◆ **Extract**:

Welcome to Vegas! During installment four we learn about talking to Funny Cars, the resignation of Ron Capps’ crew chief Tim Richards, and Tony Schumacher’s “boom-whoops.”
Updraft alert--Hold on to your skirts! It’s windy at Vegas!
When will Shawn Langdon win?--According to Dave Rieff, “Let’s face it, when you come here and race for Alan Johnson, you win early, you win often, and the expectations are high.” The proof is in how many races it took before these high achievers who worked for Alan Johnson captured their initial Wally: Larry Dixon—3 races, Del Worsham—2 races, Gary Scelzi and Tony Schumacher—1 race each.
Lacking in confidence? No way! Terry McMillen claims a first round win on a holeshot over Khalid Balooshi, his first round win since last year’s U. S. Nationals in September. “We’re trying to get into the Top 10 this year. ..we’re gonna get it done…this is the year.”
Huh? Wha? When? Why? As we watch the body of Ron Capps’ funny car loaded into the pit area, Gary Gerould reports that Tim and Kim Richards announced they were leaving Capps’ team late yesterday. Gerould states that he talked to Don Schumacher early Sunday morning and that the departure took him “…totally by surprise, and that we’ll start looking for a replacement within the organization and also outside the organization.”
A class act--Epic photo collection of the late Bill “Grumpy” Jenkins. As Paul Page stated, “An icon of Pro Stock. He knew more than most men even began to know about the sport. And boy, what a legend.”
Really? Seriously?--Tony Schumacher is 0-9 in finals since his last win.
U-g-l-y, you ain’t got no alibi--Schumacher pedals, then pedals, then pedals some more in his first round win over Troy Buff. Not exactly a picture-perfect victory, as the Sarge run a 5.914 after Buff broke just off the line. Mike Dunn kept it simple as he laughed, “That was ugly.”
Let’s go to the data, shall we? Dave Reiff asks Schumacher’s crew chief Mike Green how much data can be used from the Sarge’s first round run. Green hesitates, then grins slightly as he states, “About the first five feet.”

◆ **Provided material**:
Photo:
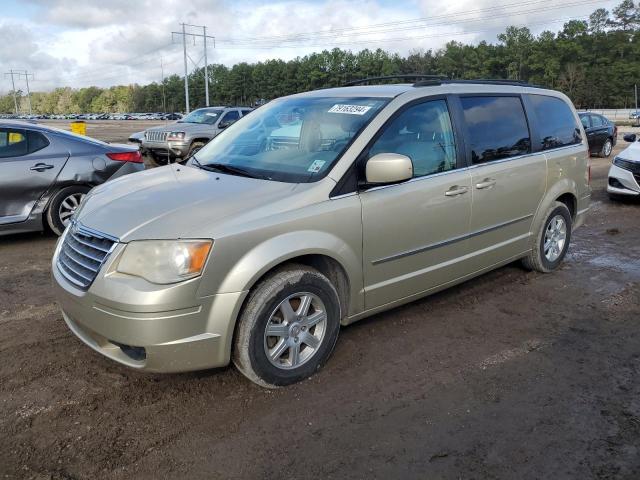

◆ **Job A**: In the drag racing notes, repeat the passage from "Welcome to Vegas!" to "windy at Vegas!", swapping "Vegas" for "Las Vegas".
◆ **Job B**: According to the drag racing notes, what is Tony Schumacher's record in finals since his last win?
◆ **Job C**: Pick up the drag racing notes after their last line and write the next part.

◆ **Written reply A**:
Welcome to Las Vegas! During installment four we learn about talking to Funny Cars, the resignation of Ron Capps’ crew chief Tim Richards, and Tony Schumacher’s “boom-whoops.”
Updraft alert--Hold on to your skirts! It’s windy at Las Vegas!

◆ **Written reply B**: He is 0-9 in finals since his last win.

◆ **Written reply C**:
Oh, come on. How much? So, what was Antron Brown’s margin of victory in his first-round win over Shawn Langdon? A paltry seven ten-thousandths of a second. For all you visual learners, that translates into four inches. Yep. Four.
Does your car talk back? Nice feature on Alexis Dejoria which detailed her history in Top Alcohol Funny Car, her desire to pick the brain of Del Worsham even before he became her crew chief, and her ability to communicate with her car. (Yep, she loves to talk to her.)
Dude, that’s awesome—Bob Bode has what has to be the coolest team name in racing right now. Stupid Fast Racing. Unbelieveably cool.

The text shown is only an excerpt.